━━━━━ Task material

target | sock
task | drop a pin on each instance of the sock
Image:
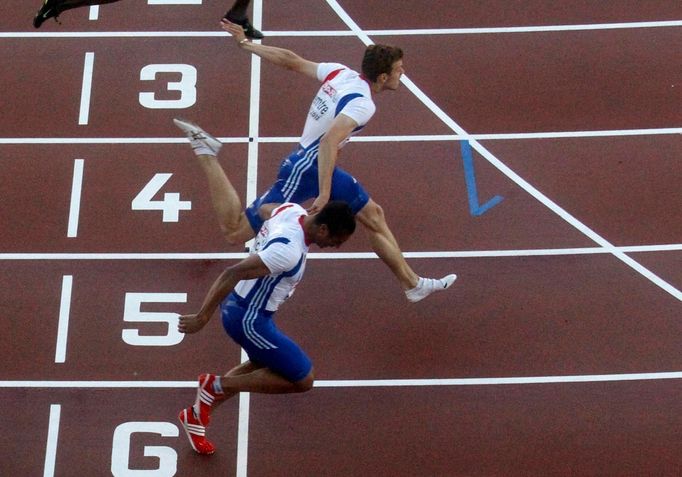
(217, 387)
(202, 150)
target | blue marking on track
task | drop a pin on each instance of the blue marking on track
(470, 178)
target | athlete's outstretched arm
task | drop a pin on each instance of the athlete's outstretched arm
(250, 267)
(278, 56)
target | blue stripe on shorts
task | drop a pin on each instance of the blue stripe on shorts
(297, 184)
(286, 358)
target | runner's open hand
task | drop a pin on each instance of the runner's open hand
(233, 29)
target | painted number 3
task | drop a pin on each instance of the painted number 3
(187, 86)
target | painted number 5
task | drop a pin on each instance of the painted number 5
(187, 86)
(133, 314)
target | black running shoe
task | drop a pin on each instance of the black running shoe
(48, 10)
(249, 30)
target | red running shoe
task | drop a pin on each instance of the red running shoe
(196, 433)
(206, 396)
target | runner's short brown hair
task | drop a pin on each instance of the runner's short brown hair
(379, 59)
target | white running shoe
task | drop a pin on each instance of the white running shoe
(201, 141)
(426, 286)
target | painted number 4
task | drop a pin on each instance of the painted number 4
(171, 205)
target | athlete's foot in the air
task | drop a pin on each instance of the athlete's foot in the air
(426, 286)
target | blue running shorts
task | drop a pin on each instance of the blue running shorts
(297, 181)
(255, 331)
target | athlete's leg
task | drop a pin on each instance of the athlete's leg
(385, 245)
(237, 14)
(224, 197)
(53, 8)
(225, 201)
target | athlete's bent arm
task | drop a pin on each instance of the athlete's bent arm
(278, 56)
(250, 267)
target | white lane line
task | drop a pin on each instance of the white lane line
(243, 425)
(347, 255)
(251, 194)
(518, 180)
(361, 383)
(76, 188)
(403, 138)
(52, 439)
(63, 325)
(344, 33)
(88, 64)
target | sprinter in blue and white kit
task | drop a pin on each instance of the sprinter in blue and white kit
(342, 106)
(249, 293)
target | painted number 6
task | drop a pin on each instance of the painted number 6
(187, 86)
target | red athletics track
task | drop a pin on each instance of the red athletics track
(112, 398)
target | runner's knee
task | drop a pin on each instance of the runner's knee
(372, 216)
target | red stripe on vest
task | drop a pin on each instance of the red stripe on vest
(281, 208)
(332, 75)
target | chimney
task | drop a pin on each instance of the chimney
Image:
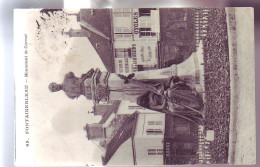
(95, 131)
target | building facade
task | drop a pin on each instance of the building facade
(136, 34)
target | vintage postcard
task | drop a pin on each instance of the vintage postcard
(134, 86)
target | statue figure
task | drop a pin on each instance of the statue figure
(72, 85)
(147, 88)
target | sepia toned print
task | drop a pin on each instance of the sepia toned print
(147, 86)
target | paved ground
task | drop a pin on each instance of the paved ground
(242, 141)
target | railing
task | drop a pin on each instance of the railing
(203, 151)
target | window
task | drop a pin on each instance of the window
(146, 32)
(123, 53)
(155, 151)
(145, 11)
(154, 122)
(154, 131)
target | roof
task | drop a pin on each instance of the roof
(99, 20)
(124, 133)
(109, 110)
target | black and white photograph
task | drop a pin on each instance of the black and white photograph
(134, 86)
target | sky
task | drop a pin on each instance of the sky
(56, 121)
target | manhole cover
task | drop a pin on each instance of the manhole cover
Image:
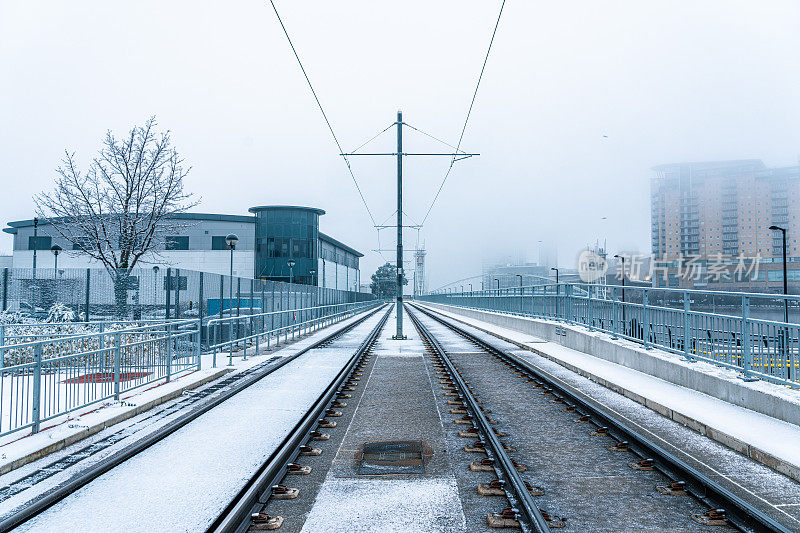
(391, 457)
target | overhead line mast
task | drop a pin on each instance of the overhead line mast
(457, 156)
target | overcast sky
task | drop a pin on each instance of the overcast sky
(664, 81)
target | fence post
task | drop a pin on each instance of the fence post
(646, 320)
(198, 345)
(177, 293)
(168, 282)
(687, 338)
(747, 354)
(169, 351)
(37, 386)
(5, 288)
(221, 293)
(88, 276)
(614, 314)
(214, 344)
(200, 313)
(117, 363)
(589, 308)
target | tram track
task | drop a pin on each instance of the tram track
(508, 475)
(723, 507)
(197, 403)
(247, 509)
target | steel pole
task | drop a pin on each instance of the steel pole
(785, 281)
(399, 334)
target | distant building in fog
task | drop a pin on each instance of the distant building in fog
(717, 215)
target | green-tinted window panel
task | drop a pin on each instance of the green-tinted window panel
(174, 242)
(40, 243)
(218, 242)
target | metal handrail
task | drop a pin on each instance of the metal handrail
(315, 322)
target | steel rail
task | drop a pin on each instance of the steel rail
(30, 509)
(741, 513)
(236, 516)
(531, 511)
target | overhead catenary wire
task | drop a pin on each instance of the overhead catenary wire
(469, 112)
(319, 104)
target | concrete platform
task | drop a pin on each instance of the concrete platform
(397, 403)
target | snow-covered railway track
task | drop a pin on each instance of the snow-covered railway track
(543, 441)
(192, 406)
(246, 510)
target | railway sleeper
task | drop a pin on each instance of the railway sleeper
(712, 517)
(265, 522)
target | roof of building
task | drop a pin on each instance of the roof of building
(214, 217)
(294, 207)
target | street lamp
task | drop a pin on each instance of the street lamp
(35, 242)
(785, 275)
(231, 241)
(56, 249)
(155, 288)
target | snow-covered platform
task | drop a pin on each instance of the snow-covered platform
(758, 437)
(21, 448)
(398, 403)
(184, 481)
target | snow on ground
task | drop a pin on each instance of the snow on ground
(385, 505)
(766, 433)
(19, 444)
(184, 481)
(359, 504)
(410, 347)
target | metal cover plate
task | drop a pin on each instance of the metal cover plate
(391, 457)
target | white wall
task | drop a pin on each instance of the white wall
(214, 261)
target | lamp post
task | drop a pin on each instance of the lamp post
(35, 242)
(622, 258)
(291, 264)
(785, 275)
(155, 288)
(56, 249)
(557, 289)
(231, 241)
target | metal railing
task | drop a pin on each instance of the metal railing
(54, 376)
(235, 334)
(743, 331)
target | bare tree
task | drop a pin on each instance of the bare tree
(121, 207)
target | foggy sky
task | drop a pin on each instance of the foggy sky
(665, 81)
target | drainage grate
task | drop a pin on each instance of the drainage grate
(391, 457)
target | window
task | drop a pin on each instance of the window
(39, 243)
(218, 242)
(176, 243)
(82, 244)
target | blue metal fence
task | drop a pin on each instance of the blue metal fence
(756, 334)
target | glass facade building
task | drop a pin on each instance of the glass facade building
(284, 233)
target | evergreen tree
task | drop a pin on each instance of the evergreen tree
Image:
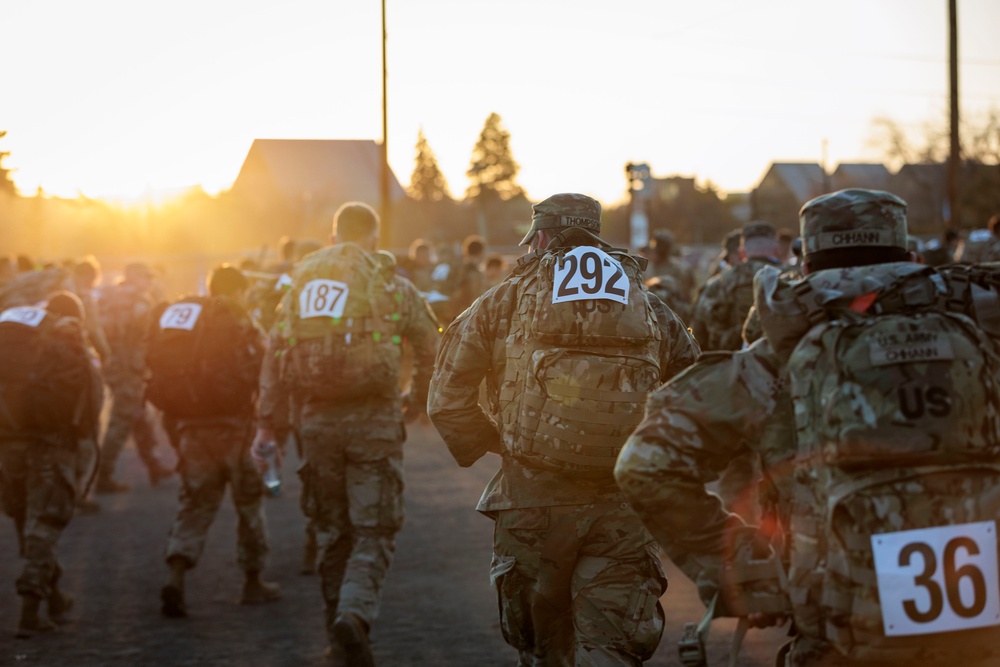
(427, 182)
(6, 184)
(493, 170)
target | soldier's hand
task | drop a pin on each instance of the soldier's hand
(259, 449)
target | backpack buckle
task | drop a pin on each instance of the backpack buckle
(691, 647)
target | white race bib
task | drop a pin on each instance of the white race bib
(180, 316)
(938, 579)
(589, 273)
(323, 298)
(26, 315)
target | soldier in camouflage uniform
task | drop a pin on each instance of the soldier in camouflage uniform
(664, 263)
(214, 453)
(717, 324)
(577, 577)
(38, 464)
(125, 310)
(344, 370)
(725, 301)
(728, 405)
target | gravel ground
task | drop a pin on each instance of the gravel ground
(438, 607)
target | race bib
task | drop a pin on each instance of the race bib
(26, 315)
(938, 579)
(323, 298)
(180, 316)
(589, 273)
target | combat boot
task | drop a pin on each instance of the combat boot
(159, 472)
(172, 593)
(30, 623)
(352, 635)
(59, 603)
(106, 484)
(258, 591)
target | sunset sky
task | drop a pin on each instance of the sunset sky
(120, 98)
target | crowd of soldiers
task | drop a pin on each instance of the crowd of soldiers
(812, 435)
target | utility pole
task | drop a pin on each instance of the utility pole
(954, 157)
(386, 202)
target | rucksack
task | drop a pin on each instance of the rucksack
(204, 357)
(893, 551)
(581, 356)
(341, 323)
(44, 378)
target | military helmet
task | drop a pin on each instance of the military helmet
(563, 211)
(853, 218)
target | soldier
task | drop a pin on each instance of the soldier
(338, 347)
(125, 309)
(50, 399)
(569, 345)
(664, 262)
(857, 399)
(725, 301)
(204, 357)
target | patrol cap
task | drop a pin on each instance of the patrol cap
(853, 218)
(565, 210)
(759, 228)
(65, 304)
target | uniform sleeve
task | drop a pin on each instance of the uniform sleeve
(694, 425)
(463, 361)
(273, 393)
(702, 311)
(422, 330)
(679, 349)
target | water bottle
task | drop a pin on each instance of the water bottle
(272, 475)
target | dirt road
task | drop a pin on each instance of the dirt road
(438, 607)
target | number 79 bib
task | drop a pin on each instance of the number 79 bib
(938, 579)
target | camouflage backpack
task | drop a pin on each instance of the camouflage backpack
(893, 552)
(582, 354)
(341, 324)
(734, 300)
(203, 358)
(44, 377)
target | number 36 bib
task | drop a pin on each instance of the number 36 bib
(938, 579)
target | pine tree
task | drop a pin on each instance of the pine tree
(6, 184)
(427, 182)
(493, 170)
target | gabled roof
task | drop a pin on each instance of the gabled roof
(860, 174)
(317, 170)
(805, 179)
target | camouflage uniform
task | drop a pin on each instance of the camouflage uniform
(577, 577)
(730, 404)
(352, 474)
(125, 314)
(717, 324)
(38, 473)
(214, 452)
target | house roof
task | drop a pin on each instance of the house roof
(317, 169)
(860, 174)
(805, 179)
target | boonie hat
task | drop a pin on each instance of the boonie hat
(565, 210)
(853, 218)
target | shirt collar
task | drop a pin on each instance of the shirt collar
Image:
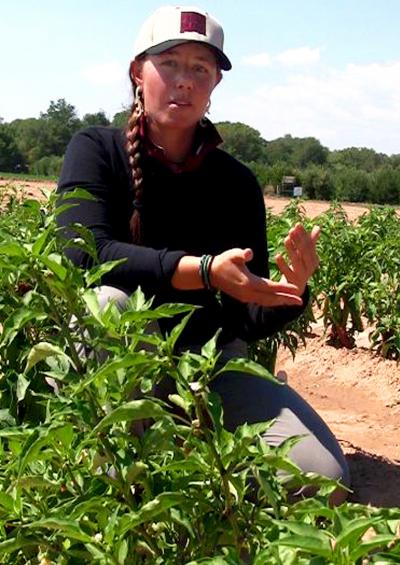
(206, 139)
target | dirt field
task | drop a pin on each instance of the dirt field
(356, 393)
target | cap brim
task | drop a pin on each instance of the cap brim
(223, 60)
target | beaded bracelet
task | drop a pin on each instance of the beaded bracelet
(204, 270)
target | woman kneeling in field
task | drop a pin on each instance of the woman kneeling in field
(190, 221)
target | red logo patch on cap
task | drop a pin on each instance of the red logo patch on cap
(192, 21)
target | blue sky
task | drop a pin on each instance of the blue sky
(328, 69)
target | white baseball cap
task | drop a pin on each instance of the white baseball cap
(172, 25)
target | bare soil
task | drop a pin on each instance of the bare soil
(355, 392)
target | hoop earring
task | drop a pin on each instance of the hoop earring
(204, 120)
(139, 101)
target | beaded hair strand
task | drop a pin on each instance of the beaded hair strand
(133, 146)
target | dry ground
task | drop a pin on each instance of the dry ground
(356, 393)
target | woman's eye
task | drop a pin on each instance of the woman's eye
(200, 69)
(169, 63)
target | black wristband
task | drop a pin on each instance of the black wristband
(204, 270)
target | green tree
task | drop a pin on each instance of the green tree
(317, 183)
(351, 184)
(280, 149)
(61, 122)
(358, 157)
(31, 139)
(120, 119)
(386, 186)
(242, 141)
(308, 150)
(11, 159)
(97, 119)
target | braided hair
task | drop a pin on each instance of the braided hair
(133, 148)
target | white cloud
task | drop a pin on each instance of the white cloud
(258, 60)
(104, 74)
(300, 56)
(358, 105)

━━━━━━━━━━

_Set task_
Recast everything from the line containing "target | white cloud" down to the end of the records as a JSON list of strings, one string per line, with blank lines left out.

_The result_
[
  "target | white cloud",
  "task | drop a pin on each instance of the white cloud",
  "(258, 60)",
  "(104, 74)",
  "(300, 56)",
  "(358, 105)"
]